[Items from a labeling collection]
** START **

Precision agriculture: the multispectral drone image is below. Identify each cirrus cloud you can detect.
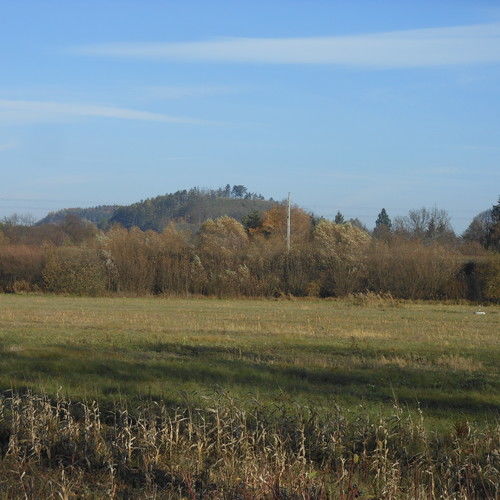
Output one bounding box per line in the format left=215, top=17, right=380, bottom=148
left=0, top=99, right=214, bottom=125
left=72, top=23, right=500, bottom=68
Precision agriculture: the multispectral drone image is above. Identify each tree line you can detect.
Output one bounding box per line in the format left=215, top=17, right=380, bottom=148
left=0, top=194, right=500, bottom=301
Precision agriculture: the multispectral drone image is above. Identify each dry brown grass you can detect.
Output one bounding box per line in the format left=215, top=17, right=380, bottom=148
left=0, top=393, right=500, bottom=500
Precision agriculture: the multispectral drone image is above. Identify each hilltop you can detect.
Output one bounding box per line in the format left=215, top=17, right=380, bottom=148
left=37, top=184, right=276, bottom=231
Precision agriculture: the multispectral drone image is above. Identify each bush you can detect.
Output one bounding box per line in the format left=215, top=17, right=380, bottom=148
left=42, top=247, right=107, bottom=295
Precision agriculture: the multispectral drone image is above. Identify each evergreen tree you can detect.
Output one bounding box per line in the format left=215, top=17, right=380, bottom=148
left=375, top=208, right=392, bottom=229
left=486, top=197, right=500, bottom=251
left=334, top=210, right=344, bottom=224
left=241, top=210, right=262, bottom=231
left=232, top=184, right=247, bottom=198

** END **

> _Given exercise_:
Please copy the records above word for word, leaving out the pictures.

> _Task response_:
Precision agriculture: the multispectral drone image is below. Identify each cirrus cloud you can detect.
Output one bounding box per line in the format left=215, top=17, right=380, bottom=148
left=0, top=99, right=214, bottom=125
left=72, top=23, right=500, bottom=68
Precision agriculture: the multispectral drone image is above. Identify each tree line you can detect.
Output one bounding box per line in the format left=215, top=17, right=380, bottom=148
left=0, top=194, right=500, bottom=301
Precision agriculture: the multispectral drone image is above. Identify each dry brown grass you can detect.
Output one bounding box per line in the format left=215, top=17, right=380, bottom=148
left=0, top=393, right=500, bottom=500
Precision agriculture: the multispectral drone image is above. Identify each hilltop you can detect.
Output one bounding box per line in the format left=215, top=17, right=380, bottom=148
left=37, top=184, right=276, bottom=231
Precision agriculture: the multispectral drone image is above. Identify each bush you can detect.
Output one bounding box per line in the format left=215, top=17, right=380, bottom=148
left=42, top=247, right=107, bottom=295
Precision agriculture: the multispectral drone image is above. Identify each evergreen tree you can detect.
Output one bounding box per line in the format left=215, top=17, right=380, bottom=148
left=375, top=208, right=392, bottom=229
left=486, top=197, right=500, bottom=251
left=334, top=210, right=344, bottom=224
left=241, top=210, right=262, bottom=231
left=232, top=184, right=247, bottom=198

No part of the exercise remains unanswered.